◆ DATA TO USE ◆
§ §
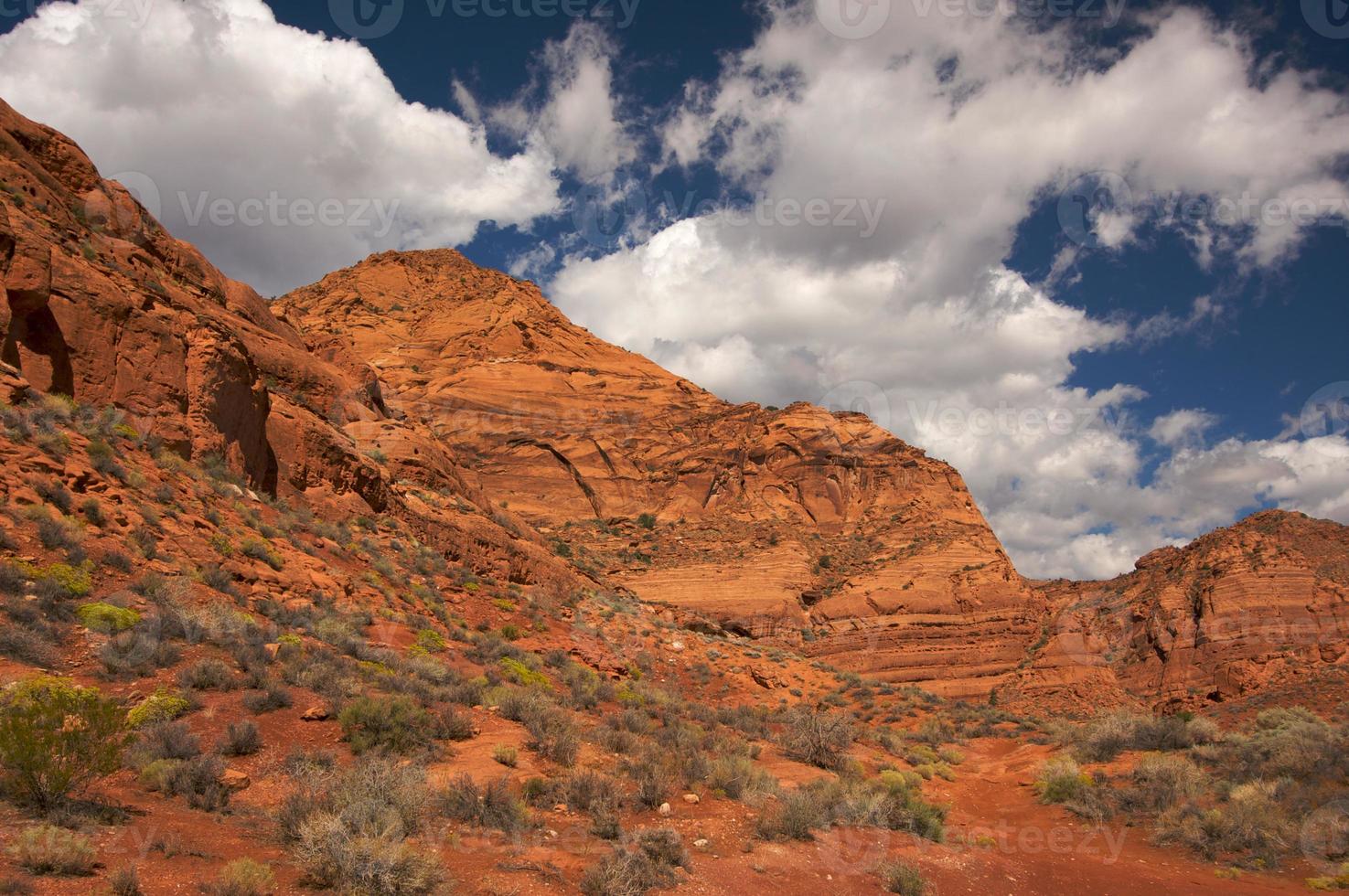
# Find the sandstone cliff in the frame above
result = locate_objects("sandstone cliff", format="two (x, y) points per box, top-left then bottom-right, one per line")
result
(278, 250), (1043, 694)
(0, 101), (571, 591)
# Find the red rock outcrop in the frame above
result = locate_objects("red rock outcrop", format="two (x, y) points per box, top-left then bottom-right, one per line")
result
(0, 101), (572, 591)
(1006, 510), (1349, 709)
(276, 250), (1042, 694)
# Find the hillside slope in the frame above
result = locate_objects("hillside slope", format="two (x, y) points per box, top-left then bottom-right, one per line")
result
(276, 250), (1040, 694)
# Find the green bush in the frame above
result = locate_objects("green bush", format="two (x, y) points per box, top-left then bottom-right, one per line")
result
(781, 707), (855, 771)
(1065, 712), (1219, 763)
(127, 688), (191, 728)
(875, 861), (926, 896)
(337, 697), (435, 756)
(295, 814), (443, 896)
(1034, 756), (1096, 803)
(500, 656), (551, 688)
(0, 676), (127, 810)
(76, 603), (140, 635)
(5, 825), (94, 876)
(412, 629), (446, 653)
(582, 830), (688, 896)
(1119, 753), (1204, 812)
(204, 859), (275, 896)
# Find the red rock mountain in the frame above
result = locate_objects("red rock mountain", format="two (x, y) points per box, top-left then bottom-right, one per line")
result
(0, 101), (572, 593)
(276, 250), (1043, 694)
(0, 96), (1349, 706)
(1009, 510), (1349, 707)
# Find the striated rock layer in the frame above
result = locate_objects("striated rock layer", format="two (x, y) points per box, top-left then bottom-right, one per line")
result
(0, 101), (573, 591)
(0, 102), (1349, 711)
(1006, 510), (1349, 709)
(276, 250), (1043, 694)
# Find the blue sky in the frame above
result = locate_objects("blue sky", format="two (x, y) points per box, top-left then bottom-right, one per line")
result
(0, 0), (1349, 576)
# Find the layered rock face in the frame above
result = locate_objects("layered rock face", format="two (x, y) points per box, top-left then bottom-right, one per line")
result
(0, 101), (572, 591)
(1008, 510), (1349, 709)
(0, 102), (1349, 711)
(276, 250), (1043, 694)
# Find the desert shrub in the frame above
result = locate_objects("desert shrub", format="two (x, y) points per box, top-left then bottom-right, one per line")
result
(0, 621), (60, 668)
(34, 479), (74, 514)
(1065, 712), (1218, 763)
(76, 603), (140, 635)
(0, 560), (28, 593)
(202, 859), (275, 896)
(276, 753), (428, 843)
(623, 752), (677, 808)
(0, 676), (127, 810)
(178, 657), (239, 691)
(131, 722), (201, 766)
(435, 706), (474, 741)
(80, 498), (108, 527)
(707, 756), (777, 800)
(295, 814), (443, 896)
(564, 769), (621, 812)
(99, 615), (182, 676)
(31, 561), (93, 598)
(201, 562), (235, 595)
(85, 439), (127, 482)
(34, 511), (80, 550)
(244, 681), (294, 715)
(434, 774), (529, 833)
(434, 772), (483, 825)
(337, 697), (434, 756)
(480, 777), (529, 833)
(758, 774), (946, 842)
(1119, 754), (1204, 812)
(518, 701), (582, 768)
(217, 720), (262, 756)
(1153, 782), (1296, 867)
(239, 539), (286, 570)
(412, 629), (446, 653)
(127, 688), (191, 729)
(1034, 756), (1096, 803)
(5, 825), (94, 876)
(875, 861), (926, 896)
(1307, 862), (1349, 891)
(783, 707), (854, 769)
(500, 656), (551, 688)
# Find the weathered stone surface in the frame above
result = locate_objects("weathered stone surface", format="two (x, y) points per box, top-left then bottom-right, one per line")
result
(276, 250), (1043, 694)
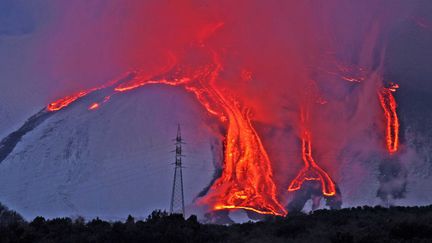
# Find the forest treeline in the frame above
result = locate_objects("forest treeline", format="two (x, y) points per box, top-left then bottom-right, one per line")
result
(0, 203), (432, 243)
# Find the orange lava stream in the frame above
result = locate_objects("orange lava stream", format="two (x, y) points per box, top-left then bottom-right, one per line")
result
(89, 103), (100, 110)
(378, 84), (400, 154)
(288, 109), (336, 196)
(47, 90), (93, 111)
(115, 53), (287, 215)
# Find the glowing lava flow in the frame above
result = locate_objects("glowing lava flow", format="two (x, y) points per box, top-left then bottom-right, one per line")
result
(288, 109), (336, 196)
(111, 53), (286, 215)
(47, 89), (93, 111)
(378, 84), (400, 154)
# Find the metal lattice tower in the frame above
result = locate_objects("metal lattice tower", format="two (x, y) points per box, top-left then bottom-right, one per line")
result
(170, 125), (185, 216)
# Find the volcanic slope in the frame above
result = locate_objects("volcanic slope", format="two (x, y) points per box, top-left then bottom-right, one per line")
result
(0, 86), (216, 220)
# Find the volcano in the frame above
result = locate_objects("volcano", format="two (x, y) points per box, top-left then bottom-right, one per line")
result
(0, 83), (218, 219)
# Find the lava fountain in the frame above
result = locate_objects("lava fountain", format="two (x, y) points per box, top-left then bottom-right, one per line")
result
(378, 83), (400, 154)
(288, 109), (336, 196)
(47, 46), (287, 215)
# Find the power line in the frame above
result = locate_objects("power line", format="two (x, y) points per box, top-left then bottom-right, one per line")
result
(170, 124), (185, 216)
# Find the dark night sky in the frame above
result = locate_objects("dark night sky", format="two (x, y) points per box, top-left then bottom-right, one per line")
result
(0, 0), (432, 136)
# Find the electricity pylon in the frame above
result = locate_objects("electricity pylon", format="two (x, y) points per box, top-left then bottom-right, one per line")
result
(170, 124), (185, 216)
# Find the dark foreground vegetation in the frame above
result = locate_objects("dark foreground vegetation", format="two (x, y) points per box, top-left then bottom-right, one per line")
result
(0, 203), (432, 243)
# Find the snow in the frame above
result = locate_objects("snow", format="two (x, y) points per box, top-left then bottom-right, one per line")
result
(0, 86), (214, 220)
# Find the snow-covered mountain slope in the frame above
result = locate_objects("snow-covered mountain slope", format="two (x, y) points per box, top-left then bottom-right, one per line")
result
(0, 86), (215, 219)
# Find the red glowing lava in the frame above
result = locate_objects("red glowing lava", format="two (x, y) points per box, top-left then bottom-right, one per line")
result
(89, 103), (100, 110)
(47, 90), (92, 111)
(104, 48), (286, 215)
(288, 109), (336, 196)
(378, 84), (400, 154)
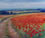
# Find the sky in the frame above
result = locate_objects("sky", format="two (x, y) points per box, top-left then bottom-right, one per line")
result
(0, 0), (45, 9)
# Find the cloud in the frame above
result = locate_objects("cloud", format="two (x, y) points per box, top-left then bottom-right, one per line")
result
(0, 2), (45, 9)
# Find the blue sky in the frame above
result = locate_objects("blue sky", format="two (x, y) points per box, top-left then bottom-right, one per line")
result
(0, 0), (45, 9)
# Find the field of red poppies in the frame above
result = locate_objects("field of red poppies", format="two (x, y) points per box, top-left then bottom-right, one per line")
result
(11, 14), (45, 38)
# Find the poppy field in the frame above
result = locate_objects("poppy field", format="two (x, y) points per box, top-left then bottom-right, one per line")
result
(11, 14), (45, 38)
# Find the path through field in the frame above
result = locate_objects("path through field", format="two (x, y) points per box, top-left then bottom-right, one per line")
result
(0, 15), (19, 38)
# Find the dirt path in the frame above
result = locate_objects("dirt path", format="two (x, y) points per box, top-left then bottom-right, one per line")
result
(8, 21), (19, 38)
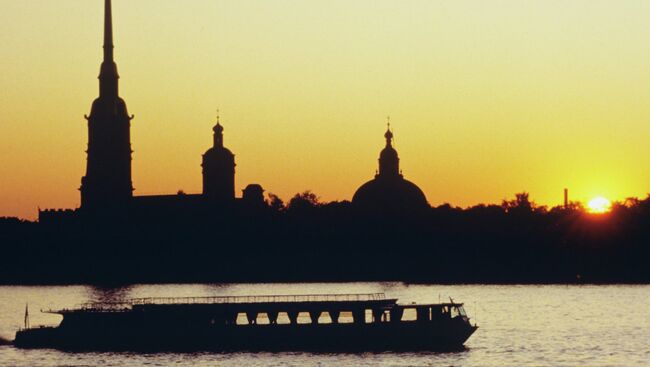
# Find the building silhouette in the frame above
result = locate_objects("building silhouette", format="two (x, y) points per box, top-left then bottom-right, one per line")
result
(80, 0), (133, 211)
(352, 125), (429, 213)
(39, 0), (429, 223)
(201, 116), (235, 201)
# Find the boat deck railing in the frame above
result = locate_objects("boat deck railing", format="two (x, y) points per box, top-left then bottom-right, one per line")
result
(80, 293), (386, 310)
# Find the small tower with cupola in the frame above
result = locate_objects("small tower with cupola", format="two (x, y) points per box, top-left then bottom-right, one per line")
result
(201, 116), (235, 201)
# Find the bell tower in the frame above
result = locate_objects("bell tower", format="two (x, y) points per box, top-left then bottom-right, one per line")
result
(80, 0), (133, 211)
(201, 116), (235, 202)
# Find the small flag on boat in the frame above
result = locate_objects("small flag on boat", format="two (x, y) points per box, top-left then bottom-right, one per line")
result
(25, 303), (29, 329)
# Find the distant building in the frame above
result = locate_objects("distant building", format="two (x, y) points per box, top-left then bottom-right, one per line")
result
(201, 116), (235, 201)
(80, 0), (133, 211)
(352, 126), (429, 212)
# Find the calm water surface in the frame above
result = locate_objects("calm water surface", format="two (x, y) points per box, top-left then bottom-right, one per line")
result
(0, 283), (650, 367)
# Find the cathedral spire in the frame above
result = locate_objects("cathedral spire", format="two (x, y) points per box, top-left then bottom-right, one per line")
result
(212, 110), (223, 148)
(99, 0), (120, 98)
(104, 0), (113, 62)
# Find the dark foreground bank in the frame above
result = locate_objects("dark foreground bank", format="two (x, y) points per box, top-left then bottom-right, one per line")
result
(0, 196), (650, 284)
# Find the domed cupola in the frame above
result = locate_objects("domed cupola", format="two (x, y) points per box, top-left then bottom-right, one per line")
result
(352, 125), (429, 213)
(201, 116), (235, 200)
(377, 124), (400, 177)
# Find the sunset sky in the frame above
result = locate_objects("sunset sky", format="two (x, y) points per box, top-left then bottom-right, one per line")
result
(0, 0), (650, 219)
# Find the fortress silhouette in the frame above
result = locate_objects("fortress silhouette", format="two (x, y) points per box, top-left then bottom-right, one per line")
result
(39, 0), (429, 223)
(0, 0), (650, 285)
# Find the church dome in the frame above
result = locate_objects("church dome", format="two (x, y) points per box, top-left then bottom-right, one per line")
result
(379, 146), (399, 161)
(352, 177), (429, 211)
(203, 147), (235, 158)
(352, 126), (429, 211)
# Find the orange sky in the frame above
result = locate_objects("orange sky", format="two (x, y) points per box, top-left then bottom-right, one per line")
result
(0, 0), (650, 218)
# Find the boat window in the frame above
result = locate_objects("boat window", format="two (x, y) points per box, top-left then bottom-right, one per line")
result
(277, 312), (291, 325)
(318, 311), (332, 324)
(458, 306), (467, 317)
(255, 312), (271, 325)
(402, 308), (417, 321)
(298, 312), (311, 324)
(339, 311), (354, 324)
(235, 312), (248, 325)
(451, 306), (465, 318)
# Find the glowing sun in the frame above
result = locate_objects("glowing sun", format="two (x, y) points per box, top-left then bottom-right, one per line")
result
(587, 196), (612, 213)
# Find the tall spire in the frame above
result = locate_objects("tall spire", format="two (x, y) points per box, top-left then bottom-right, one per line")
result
(104, 0), (113, 62)
(99, 0), (120, 98)
(212, 110), (223, 148)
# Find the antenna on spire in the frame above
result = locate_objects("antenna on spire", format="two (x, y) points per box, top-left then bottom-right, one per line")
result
(104, 0), (113, 61)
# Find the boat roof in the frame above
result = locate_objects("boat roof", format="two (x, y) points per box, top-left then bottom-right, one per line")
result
(47, 293), (462, 314)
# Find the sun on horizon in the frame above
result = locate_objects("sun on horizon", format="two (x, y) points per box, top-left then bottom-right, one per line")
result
(587, 196), (612, 214)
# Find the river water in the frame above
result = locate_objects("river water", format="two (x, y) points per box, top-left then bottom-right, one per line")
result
(0, 283), (650, 367)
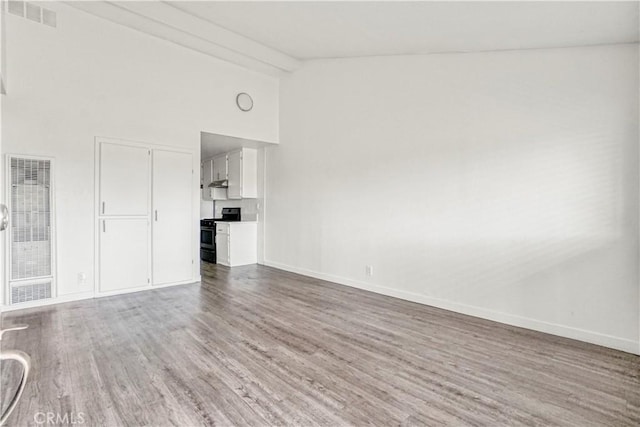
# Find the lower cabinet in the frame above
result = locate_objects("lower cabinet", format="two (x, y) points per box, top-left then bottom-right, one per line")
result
(99, 218), (150, 292)
(216, 222), (258, 267)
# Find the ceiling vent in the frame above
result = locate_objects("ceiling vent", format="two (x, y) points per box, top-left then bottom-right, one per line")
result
(42, 7), (57, 28)
(25, 3), (41, 24)
(7, 0), (58, 28)
(8, 0), (24, 17)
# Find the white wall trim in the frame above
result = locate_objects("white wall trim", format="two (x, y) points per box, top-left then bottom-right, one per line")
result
(0, 291), (94, 313)
(0, 276), (200, 313)
(264, 260), (640, 355)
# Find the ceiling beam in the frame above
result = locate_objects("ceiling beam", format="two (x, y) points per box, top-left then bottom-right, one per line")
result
(66, 1), (301, 75)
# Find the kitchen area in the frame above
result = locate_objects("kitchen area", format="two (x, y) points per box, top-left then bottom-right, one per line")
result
(200, 132), (271, 267)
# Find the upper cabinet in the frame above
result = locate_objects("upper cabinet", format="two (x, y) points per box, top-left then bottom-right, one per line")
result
(202, 148), (258, 200)
(227, 148), (258, 199)
(212, 154), (229, 181)
(202, 160), (213, 200)
(202, 154), (227, 200)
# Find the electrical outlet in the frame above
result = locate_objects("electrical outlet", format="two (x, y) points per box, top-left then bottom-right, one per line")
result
(365, 265), (373, 277)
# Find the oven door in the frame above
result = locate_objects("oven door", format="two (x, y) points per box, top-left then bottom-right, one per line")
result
(200, 227), (216, 250)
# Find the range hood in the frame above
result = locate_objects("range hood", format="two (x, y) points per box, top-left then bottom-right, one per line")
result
(209, 179), (229, 188)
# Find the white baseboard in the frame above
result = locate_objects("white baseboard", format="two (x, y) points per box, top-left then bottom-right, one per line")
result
(0, 276), (201, 313)
(264, 260), (640, 354)
(0, 291), (94, 313)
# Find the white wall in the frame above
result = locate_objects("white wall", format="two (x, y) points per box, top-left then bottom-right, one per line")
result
(2, 3), (278, 302)
(265, 45), (640, 352)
§ §
Copy out the lines of the material above word for word, starting at the line containing "# Find the forest treeline in the frame above" and ending at the line containing "(115, 53), (287, 215)".

◆ EXERCISE OUTPUT ◆
# Find the forest treeline in the frame above
result = locate_objects("forest treeline", format="two (x, y) points per box, top-left then bottom-right, one per line")
result
(0, 203), (432, 243)
# Find the orange lava stream in the frame above
result = locate_objects("orange lava stream", format="two (x, y) points per box, top-left then bottom-right, one per line")
result
(89, 103), (100, 110)
(378, 84), (400, 154)
(288, 109), (336, 196)
(47, 90), (93, 111)
(115, 53), (287, 215)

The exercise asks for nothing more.